Point-per-instance localization data:
-- -- --

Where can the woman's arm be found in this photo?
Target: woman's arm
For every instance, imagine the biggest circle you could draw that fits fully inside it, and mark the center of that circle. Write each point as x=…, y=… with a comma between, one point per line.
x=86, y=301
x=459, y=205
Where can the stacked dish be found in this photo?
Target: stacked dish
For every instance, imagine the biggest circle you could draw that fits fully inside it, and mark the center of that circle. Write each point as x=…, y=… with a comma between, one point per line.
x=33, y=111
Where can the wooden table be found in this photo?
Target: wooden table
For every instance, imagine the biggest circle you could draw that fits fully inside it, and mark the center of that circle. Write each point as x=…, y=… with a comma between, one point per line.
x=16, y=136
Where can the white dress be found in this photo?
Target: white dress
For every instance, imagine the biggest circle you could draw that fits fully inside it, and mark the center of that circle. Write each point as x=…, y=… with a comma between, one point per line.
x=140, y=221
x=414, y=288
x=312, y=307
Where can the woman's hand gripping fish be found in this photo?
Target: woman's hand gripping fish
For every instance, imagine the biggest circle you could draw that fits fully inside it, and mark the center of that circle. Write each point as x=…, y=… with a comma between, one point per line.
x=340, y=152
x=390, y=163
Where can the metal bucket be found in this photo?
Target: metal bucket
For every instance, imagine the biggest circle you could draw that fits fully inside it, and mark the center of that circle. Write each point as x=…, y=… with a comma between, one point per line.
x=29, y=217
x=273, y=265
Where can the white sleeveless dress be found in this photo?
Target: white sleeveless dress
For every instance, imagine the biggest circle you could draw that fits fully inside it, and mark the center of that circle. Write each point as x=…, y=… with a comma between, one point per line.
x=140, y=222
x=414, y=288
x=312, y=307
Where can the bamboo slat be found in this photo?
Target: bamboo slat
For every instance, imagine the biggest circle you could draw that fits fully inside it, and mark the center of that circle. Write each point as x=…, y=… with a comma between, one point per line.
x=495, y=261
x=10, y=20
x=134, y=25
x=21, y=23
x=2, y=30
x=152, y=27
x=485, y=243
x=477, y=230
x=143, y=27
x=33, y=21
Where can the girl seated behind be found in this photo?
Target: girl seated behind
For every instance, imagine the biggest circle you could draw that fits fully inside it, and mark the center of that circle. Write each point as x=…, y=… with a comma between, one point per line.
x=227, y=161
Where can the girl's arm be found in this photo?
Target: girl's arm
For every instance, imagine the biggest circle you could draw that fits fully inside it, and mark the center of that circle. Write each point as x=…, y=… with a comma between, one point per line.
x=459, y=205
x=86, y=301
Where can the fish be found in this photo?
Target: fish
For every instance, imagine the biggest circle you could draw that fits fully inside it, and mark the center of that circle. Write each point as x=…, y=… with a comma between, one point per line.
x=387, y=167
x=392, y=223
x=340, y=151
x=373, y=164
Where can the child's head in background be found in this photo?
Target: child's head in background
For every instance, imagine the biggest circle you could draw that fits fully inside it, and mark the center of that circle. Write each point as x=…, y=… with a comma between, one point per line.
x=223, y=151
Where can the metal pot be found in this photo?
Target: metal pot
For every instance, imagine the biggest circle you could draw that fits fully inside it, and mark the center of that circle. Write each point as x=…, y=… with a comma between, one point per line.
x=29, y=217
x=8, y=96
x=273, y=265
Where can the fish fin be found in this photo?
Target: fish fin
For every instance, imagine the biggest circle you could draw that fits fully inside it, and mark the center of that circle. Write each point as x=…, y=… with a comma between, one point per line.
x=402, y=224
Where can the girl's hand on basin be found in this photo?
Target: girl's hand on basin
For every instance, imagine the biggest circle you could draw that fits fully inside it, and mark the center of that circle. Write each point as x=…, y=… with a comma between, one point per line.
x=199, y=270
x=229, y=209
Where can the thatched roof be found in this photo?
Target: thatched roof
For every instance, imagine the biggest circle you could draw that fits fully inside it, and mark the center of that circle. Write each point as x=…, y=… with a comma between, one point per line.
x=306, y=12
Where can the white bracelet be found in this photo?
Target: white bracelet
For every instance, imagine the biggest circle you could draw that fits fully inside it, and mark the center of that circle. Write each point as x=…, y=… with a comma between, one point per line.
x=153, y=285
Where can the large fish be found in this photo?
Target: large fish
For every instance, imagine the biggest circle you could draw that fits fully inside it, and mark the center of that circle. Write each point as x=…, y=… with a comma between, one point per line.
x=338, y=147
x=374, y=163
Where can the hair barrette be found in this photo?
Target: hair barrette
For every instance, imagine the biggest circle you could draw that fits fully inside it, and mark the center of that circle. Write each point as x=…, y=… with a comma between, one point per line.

-- -- --

Assigned task:
Make an exact copy of every entry.

Problem solution:
Where can the woman's arm be found in this photo?
Target: woman's arm
For every instance, imagine the biggest circle you could draw that fits fully inside it, and mark the center of that circle. Write each point as x=…, y=… with a comma between, one point per line.
x=86, y=301
x=459, y=205
Where can the stacked dish be found in this photo?
Target: stacked dish
For every instance, imagine the biggest circle you could draw that fits fully inside it, and mark the center of that circle. Write each point as x=…, y=… with a comma between, one point per line.
x=33, y=111
Where can the wooden table be found in this photo?
Target: wooden table
For every instance, imagine the biggest circle you could draw that fits fully inside it, and mark the center of that circle. Write each point as x=…, y=… with a comma between, one point per line.
x=16, y=136
Where can the white dress be found in this photo?
Target: white dress
For every instance, imagine the biggest circle you could draw that fits fully inside it, and mark the center of that circle. Write each point as x=…, y=… with a comma between, one point per line.
x=140, y=221
x=414, y=288
x=312, y=307
Where can the woman's hand gripping fish be found in this photo?
Target: woman's hand gripping fish
For every instance, imagine the biggest circle you could draw that fits fully inside it, and mark the center of that circle. Write each point as x=…, y=… with a comma between, one point per line.
x=340, y=152
x=390, y=163
Where can the metal bucket be found in this photo?
Target: metal bucket
For every instance, imagine the biggest circle you could draw that fits fully inside it, and mark the center of that circle. Write each point as x=…, y=… with a comma between, one point per line.
x=29, y=217
x=273, y=265
Where can the white sleeveless dress be found in this photo?
Target: white sleeveless dress
For every instance, imagine the biggest circle you could draw that fits fully inside it, and mark the center of that circle. Write each point as x=…, y=… with a comma between, one point per line.
x=140, y=222
x=414, y=288
x=312, y=307
Where can the bamboo slat be found in this photo?
Target: bamboo slat
For every instance, imagine the biggest circle you could draw that fits fully inside it, and mark the center of that circle. Write each point as x=…, y=… with a comma between, one point per line.
x=495, y=261
x=10, y=20
x=134, y=25
x=21, y=23
x=2, y=30
x=152, y=27
x=485, y=243
x=477, y=230
x=143, y=27
x=33, y=21
Where can the girl seated behind be found in this photo?
Target: girl seated behind
For every instance, imagine the biggest circle you could draw that fits fully inside it, and mark the center of that circle. Write each point as x=…, y=… with a comma between, one point per line.
x=227, y=161
Where can the girl's arm be found in this photo?
Target: girl's arm
For every instance, imagine the biggest circle you could draw that fits fully inside it, and mark the center of that circle. Write each point as x=…, y=… with a comma between, one point per line.
x=459, y=205
x=86, y=301
Where can the fish be found in this photo?
Target: fish
For every instance, imagine the biggest circle you could draw that fits fully inside it, and mark the center of that circle. Write each point as x=…, y=… with a comma between, one point per line.
x=387, y=167
x=392, y=223
x=340, y=151
x=373, y=164
Where can the child's head in background be found in this photo?
Target: child's head in background
For every instance, imagine the biggest circle you could draw that fits fully inside it, and mark the center of that circle. Write each point as x=…, y=… with a comma between, one point per line.
x=223, y=151
Where can the metal pot be found in this photo?
Target: metal pot
For every instance, imagine the biggest circle you could draw that fits fully inside it, and mark the center of that circle. Write each point as x=…, y=… with a comma between, one point per line.
x=29, y=217
x=8, y=96
x=273, y=265
Where can the fish fin be found in this photo?
Target: fish fin
For every instance, imagine the biggest circle you could draw that fits fully inside it, and mark the center of that circle. Write each point as x=…, y=… with a comma between, one point per line.
x=402, y=224
Where can the girl's hand on basin be found in this photo?
Target: girl's hand on basin
For every instance, imagine the biggest circle you could draw that fits fully inside it, and mark the center of that circle. Write each point as x=…, y=… with a comma between, one point per line.
x=199, y=270
x=229, y=209
Where can the thatched roof be found in this photo?
Target: thatched roof
For every instance, imagine the biggest circle you could draw that fits fully inside it, and mark the center of that circle. Write each point as x=…, y=… with a comma between, one point per line.
x=306, y=12
Where can the white bracelet be found in this photo?
Target: white bracelet
For every instance, imagine the biggest circle you could draw that fits fully inside it, and mark the center of that circle. Write each point as x=…, y=… with a comma between, one point per line.
x=153, y=285
Where can the large fish be found in this photo?
Target: large fish
For every instance, imagine the biggest circle you could draw that fits fully inside it, and mark the center of that circle. Write each point as x=…, y=… with a comma between, one point per line.
x=338, y=147
x=374, y=163
Where can the hair barrette be found in this photo?
Target: hair barrette
For every instance, imagine the biggest circle you could draw that fits fully inside it, and mark the center of that circle. Write each point as x=…, y=… with a comma between, one point per line.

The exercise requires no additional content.